◆ **Passage for review**:
Were you or someone you love injured because of someone else’s actions or lack of action? A negligence-based accident can leave you with serious and costly injuries and property damage. While you cope with your physical recovery and other aspects of the accident’s aftermath, it can be hard to simultaneously build a personal injury case and fight to recover damages from the at-fault party.
Our law firm represents injured clients and helps them pursue damages. Our personal injury FAQs can answer your questions, address your concerns, and clarify the steps involved in the financial recovery process. They can also provide information on different types of accidents, their injuries, your rights, and the at-fault party’s responsibilities.
How Do I Know If I Have a Personal Injury Case?
You could have the foundation of a personal injury case if you or a family member were injured because of another person’s or entity’s negligence, carelessness, or recklessness.
Potential personal injury cases include:
- Airport injuries
- Bicycle accidents
- Bird scooter accidents
- Burn injury
- Bus accidents
- Car accidents
- Child injury
- Dog bites
- Medical malpractice
- Moped accidents
- Motorcycle accidents
- Nursing home abuse
- Pedestrian accidents
- Premises liability
- Product liability
- Slip and fall accidents
- Stadium and arena injuries
- Truck accidents
- Wrongful death
Most personal injury lawyers offer a free consultation. During your consultation, your lawyer or a member of his legal team will listen to the details of your case and explain whether it meets the required parameters.
For a free legal consultation, call (404) 888-8888
Can I Settle My Personal Injury Case on My Own?
You are allowed to resolve your case without hiring a personal injury attorney. Doing so can be risky, though, because the negligent party’s insurance company will be more interested in their bottom line than your financial recovery. Therefore, the lawyer who handles your case will have your best interest at heart.

◆ **Activity**: Go on with the personal injury FAQ from the point where it stops. Nothing in the listing is needed here.

Region pointing data:

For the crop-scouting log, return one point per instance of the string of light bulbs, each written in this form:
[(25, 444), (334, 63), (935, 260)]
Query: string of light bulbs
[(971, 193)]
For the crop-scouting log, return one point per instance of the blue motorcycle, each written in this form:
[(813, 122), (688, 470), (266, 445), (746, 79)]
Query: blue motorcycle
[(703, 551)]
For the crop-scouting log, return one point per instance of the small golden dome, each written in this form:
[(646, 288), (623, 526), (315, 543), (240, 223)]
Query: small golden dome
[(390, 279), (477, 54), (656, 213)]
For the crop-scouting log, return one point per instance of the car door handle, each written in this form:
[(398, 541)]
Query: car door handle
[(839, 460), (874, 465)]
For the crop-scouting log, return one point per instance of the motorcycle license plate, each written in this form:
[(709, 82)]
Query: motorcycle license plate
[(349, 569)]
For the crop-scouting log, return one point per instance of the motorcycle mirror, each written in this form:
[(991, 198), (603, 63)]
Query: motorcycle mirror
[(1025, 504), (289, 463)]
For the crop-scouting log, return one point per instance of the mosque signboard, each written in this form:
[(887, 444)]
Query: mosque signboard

◆ **Output of the exercise**:
Your personal injury lawyer will:
- Calculate the monetary value of your case
- Compile supporting evidence and data
- Identify the financially liable party or parties
- Conduct a comprehensive private investigation
- Canvass for accident photos and video footage
- Complete and submit paperwork and claims forms
- Handle all meetings and communication
- Negotiate an appropriate financial settlement
- Provide you with ongoing case-related updates
In addition, your attorney will also represent you in court if your case cannot be resolved with a settlement. The evidence your lawyer collects for you can compel the at-fault party and their insurer to settle your case out of court and spare you the time and expense of a personal injury lawsuit.
How Long Do I Have to File My Personal Injury Lawsuit?
Every personal injury case is subjected to a filing deadline known as the statute of limitations. Complying with the statute of limitations is as important as establishing fault. With enough notice from you, your lawyer will ensure your case is filed in time to comply with the applicable filing deadline.
- The personal injury statute of limitations is generally two years from the date of your accident, according to O.C.G.A. § 9-3-33
- The wrongful death statute of limitations is generally two years from the date of a loved one’s demise, according to O.C.G.A. § 9-3-33
- The medical malpractice statute of limitations is generally two years from the date of the incident or the date of discovery, according to O.C.G.A. § 9-3-71
On your own, the statute of limitations can be complicated to understand because it can change if the injured party is a minor. You might also have different notification deadlines if you are seeking compensation from a government or municipal agency.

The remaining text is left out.